**EXERCISE:** In this exercise, return the whole listing exactly, excluding any images.

**MATERIAL SUPPLIED:**
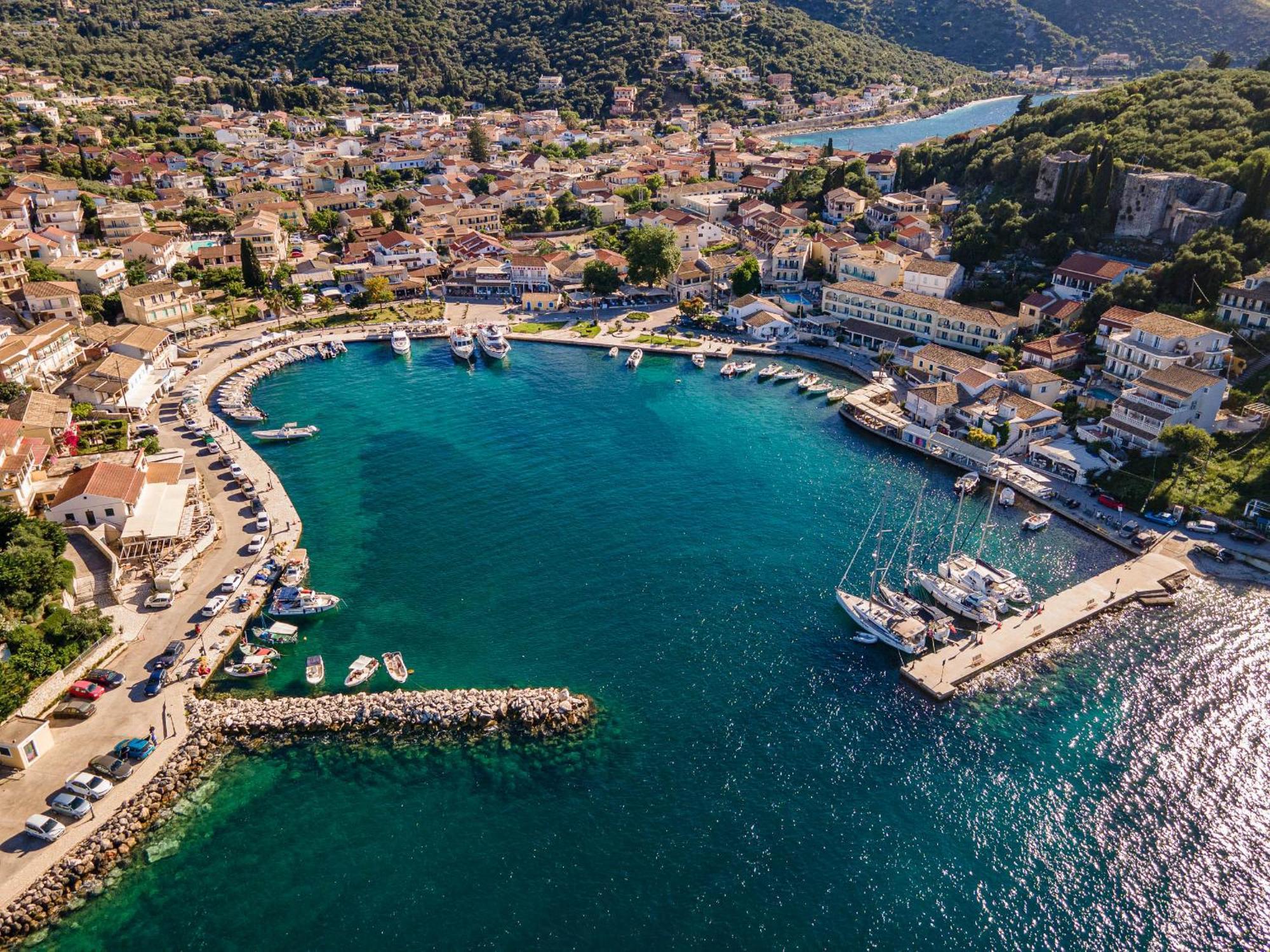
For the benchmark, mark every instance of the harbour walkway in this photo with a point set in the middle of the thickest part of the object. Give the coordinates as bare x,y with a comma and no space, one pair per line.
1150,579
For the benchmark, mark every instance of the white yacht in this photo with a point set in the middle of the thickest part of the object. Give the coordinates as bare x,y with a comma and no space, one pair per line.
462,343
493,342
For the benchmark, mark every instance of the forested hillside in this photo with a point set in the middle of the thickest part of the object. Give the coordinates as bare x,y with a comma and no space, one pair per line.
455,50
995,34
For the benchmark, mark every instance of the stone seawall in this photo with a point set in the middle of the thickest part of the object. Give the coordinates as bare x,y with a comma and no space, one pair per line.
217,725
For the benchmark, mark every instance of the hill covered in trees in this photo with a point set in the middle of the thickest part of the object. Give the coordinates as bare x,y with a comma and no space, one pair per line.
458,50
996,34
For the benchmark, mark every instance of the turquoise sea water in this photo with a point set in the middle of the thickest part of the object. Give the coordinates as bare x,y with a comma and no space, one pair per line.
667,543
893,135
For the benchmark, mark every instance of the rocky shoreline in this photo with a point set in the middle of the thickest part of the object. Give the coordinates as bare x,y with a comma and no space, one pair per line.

**FINISHED EXERCISE:**
For the benchmark, mark every instance of the harbour walkway in this photo with a point set in the middle of the thickest part of the object. Give the coordinates as bare x,y with a comma and no space, one pair per line.
1150,579
For the benchmark, mark every instance of the white yacht in this photo with a point set in the middle of the thickest part of the object. Give the coordinates as bare x,y with a comma and no space, one pair per line.
462,343
493,342
For the benchmark, mark every instance of the forested hillside in this photo with a point set in the middle of the thickest part of the object. Give the coordinates as bare x,y with a comma and no space, one pair per line.
455,50
995,34
For the benchmark, mark every instance of the stone seawall in this photo with a point set in the middle of the thickest part of the object. Give the coordinates as bare x,y with a comma and no space, one pair per line.
217,725
For the benchmark, mark every instance of the hill covered in trees in this photo with a point set in the middle of the thickest part of the object. Give the coordinates as bare x,y with a comma and no space, one pair per line.
458,50
996,34
For the benchmark, mark every instance of the turquoise sea water in this photo with a point set in the middle of the thickest part of the object. Give the coordinates as bare x,y with a comma and no space, one pair per line.
667,543
893,135
For the benchmark, mark every instance of the rocky shoreline in this photo with a point set in the middle of the thickest part of the object. Give the coordinates as bare x,y with a comma and no space, one pair per line.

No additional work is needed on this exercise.